| 課題 |
(a) 「ちりとてちん」についての引用文で、主人公の内面として挙げられているものをすべて書き出してください。
(b) 「ちりとてちん」の感想を述べた引用文を、最後の文の後から書き継いでください。

朝ドラ史上最低視聴率を記録した(苦笑)「ちりとてちん」が終わってしまった。私はハッキリ言ってご都合主義・時計代わりのものと意地悪い目線で見てきた今までの「朝ドラ」と違って、このドラマにはいつも感動し、何度グッときたことか。目から汗が。何度も、ね。

だが、しかししかし!ラストはかなり広げに広げた風呂敷の閉じ方が粗い感じがして仕方なかった。

だが同時に僕はこう思った。すべて終わった後。これは今の時代における「生の肯定」のドラマであったのだろうと。後ろ向きな主人公(とはいっても、特異じゃないでしょう?普通の人間の内面はたいがいこんなものですよね?)の自己嫌悪、過去のこだわり、主観世界のドツボハマリ。そんな主人公も含め、個性的(それだけに癖がある)落語家一門の弟子たち、かの理想的な師匠も立ち上がるキッカケを廻りで作ってあげなければマジに“泪橋”を渡れなかったに違いない。(喩えが古いねw)。あるいは苦労人夫婦のの食事どころ溜まり場「寝床」、そしていろいろと愉快だけども同時にいろいろある小浜の家族や共同体。

主役がひたすら努力すれば報われて。最後は、仮に「女一代記」であれば、周囲をすべて善人に囲まれて、幸福な永い眠りにつくかのような。。。そんなハッピー・エンディングなんて現実世界ではまず稀有なことなのだと。ハッキリ前提を立てた上で、ではどこに感動の焦点を当てるか、という意味で。今回のドラマ新しかったですよ。「オルタナティヴ・朝ドラ」ですね。
そして、今回のドラマの見どころはすべての登場人物たちの内面的な歴史とか、こだわりの解消のプロセスなど。それらが一番の見どころだったと思う。主人公に強いスポットを当てず、むしろ群像劇をやった。そして脇役たちのココロの引き出し方が感動を呼んだのだ。

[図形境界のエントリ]
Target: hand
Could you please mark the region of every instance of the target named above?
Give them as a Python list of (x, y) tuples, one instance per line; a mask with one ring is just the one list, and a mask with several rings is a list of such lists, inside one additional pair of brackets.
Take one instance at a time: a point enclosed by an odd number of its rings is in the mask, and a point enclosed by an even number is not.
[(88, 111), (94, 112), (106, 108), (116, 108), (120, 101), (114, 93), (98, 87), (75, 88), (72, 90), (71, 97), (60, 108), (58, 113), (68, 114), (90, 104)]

| 解答例 |
(a) 自己嫌悪、過去のこだわり、主観世界のドツボハマリ

(b)
あえて挑発的に言えば、主人公の目線だけで上昇を目指して頑張り、立派にやっているとしても、何かをするということは誰かのココロにも何らかの影響を与えるという部分を今までは回避していたと思う。ハッキリ言えば、女性が社会的に劣位に置かれ、それをどうにかしなければいけないとか、それでもそれが難しい時代はドラマの主人公に自分の代わりを仮託するとか。もはやそんな時代ではないところで、若者らしくコンプレックスを持ち、突飛な行動をしては自意識の強さゆえに「どうしよう。。。」と落ち込んだり。そんな極めて等身大の人物がいま必要だったという見立て。その意味で現代的な朝ドラだったし、誠実な作品だったと思う。

ただ、ラストの2週くらいはかなり「取り急ぎ」な感じがあって、それは消化不良の感がある。

そして、上記したようにドラマの底流とあの結末の中に今の時代に対する勇気付けの要素はあったと思う。誰でも一度は通る顔が赤くなるような「おかあちゃんのようにはなりたくない!」という叫び(実際に口にするかどうかはともかく)。
しかし、やはり母は偉大なのであった。

前書いた「糸子さんの涙」の頃から思っていたのだけども、完結してつくづく思ったのはこのドラマの裏の主役は主人公の母、糸子さんだと。いや、真の主役とさえ思う。
なぜかといえば、残念ながら、主人公・わかさの心理描写、例えば自分がスポットを浴びることよりもスポットを当てる側に立つことの意味と価値、喜びの発見、すなわち生きる目的の発見に至るプロセスの演技がいかんせん。
 主人公が若いせいもあり、「成る程」と言外に伝わってくる要素が薄かったのだ。論理として、頭として、見ている側が理解できるという感じ。「これが私の最後の落語です」ということを高座で突然発言することの有無も言わさぬ納得。これを与える力はない。故にリアルな感想では無責任、社会人的なあり方の放棄という評価さえ散見されてしまった。

ところが、じつは糸子母さんも随分無茶なことをやっているのだ。娘の身体を思って徒然亭一門のオープンの番組から降りてもらうよう兄弟子(夫だが)に頭を下げるのも本来ありえない話だし、病気の師匠が心配になってずっと病気の師匠のために身辺にいてあげるのもリアルな観点では不自然だし、誤解を招きかねないはず。(常識的には、小浜の夫が快く思うわけはない。いくら話がわかる人でも)。だが、糸子を演じた和久井映見の演技はそれらのリアルなツッコミをはねのける実力と風格のある演技をやってのけた。これは糸子そのものになり切る覚悟がなければ出来ないことだろう。現実的なツッコミがあっても自分の行動の論理は据えているゾ、文句があっても揺るがないゾ、という演技力なのだ。これはやはり(こんな言い方では随分乱暴だけれども)、演技者としての体験の蓄積の賜物なのではないだろうか。

ともかく、今回のドラマはドラマの主人公らしからなぬ、トホホぶり、そしてラストは新しい命を宿した安堵の顔で終わったが、それでいいのだと思う。
主人公役もこれから20年後、和久井映見のようなぬかみそ臭い母親さえ堂々と演じる役者になればいいのだし。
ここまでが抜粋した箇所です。